## Required task
Output all of the material below verbatim, reproducing every line without any change.

start Raw records

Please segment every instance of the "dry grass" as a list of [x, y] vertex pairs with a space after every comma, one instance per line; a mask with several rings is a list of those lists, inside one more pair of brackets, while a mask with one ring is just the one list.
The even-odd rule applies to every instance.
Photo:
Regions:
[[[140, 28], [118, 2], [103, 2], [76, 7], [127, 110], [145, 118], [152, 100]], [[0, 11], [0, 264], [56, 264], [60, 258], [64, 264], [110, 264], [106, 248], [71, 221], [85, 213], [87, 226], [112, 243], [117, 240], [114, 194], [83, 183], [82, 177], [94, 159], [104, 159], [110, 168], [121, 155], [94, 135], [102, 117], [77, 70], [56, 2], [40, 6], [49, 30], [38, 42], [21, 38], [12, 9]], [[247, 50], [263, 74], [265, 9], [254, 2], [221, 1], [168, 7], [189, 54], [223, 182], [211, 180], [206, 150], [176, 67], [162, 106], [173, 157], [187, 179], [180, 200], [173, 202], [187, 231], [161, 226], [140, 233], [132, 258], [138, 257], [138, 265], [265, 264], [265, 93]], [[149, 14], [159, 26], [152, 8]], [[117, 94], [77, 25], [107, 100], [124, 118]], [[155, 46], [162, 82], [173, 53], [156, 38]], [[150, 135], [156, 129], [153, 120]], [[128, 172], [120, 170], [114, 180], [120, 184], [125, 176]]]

end Raw records

## Response
Please segment every instance of the "dry grass" as a list of [x, y] vertex pairs with a space after every comma, one instance per line; a mask with several rings is a list of those lists, inside one more pair of brackets, while a mask with one ring is just the one list.
The even-odd rule applies to every instance.
Photo:
Regions:
[[[140, 28], [118, 2], [103, 2], [76, 7], [127, 110], [145, 118], [152, 100]], [[0, 11], [0, 264], [56, 264], [60, 258], [64, 264], [110, 264], [106, 248], [71, 221], [85, 213], [87, 226], [112, 243], [117, 240], [114, 194], [83, 183], [82, 177], [94, 159], [104, 159], [110, 168], [121, 155], [94, 135], [102, 117], [77, 70], [56, 2], [40, 6], [49, 30], [38, 42], [21, 38], [12, 9]], [[247, 50], [263, 74], [265, 9], [254, 2], [221, 1], [168, 7], [189, 54], [223, 182], [211, 180], [206, 150], [176, 67], [162, 106], [173, 157], [187, 179], [180, 200], [173, 202], [187, 231], [161, 226], [140, 233], [132, 258], [138, 257], [138, 265], [265, 264], [265, 93]], [[149, 14], [159, 26], [152, 8]], [[117, 94], [77, 25], [107, 100], [124, 118]], [[155, 46], [162, 82], [173, 53], [156, 38]], [[150, 135], [156, 129], [153, 120]], [[128, 172], [120, 170], [114, 180], [120, 184], [125, 176]]]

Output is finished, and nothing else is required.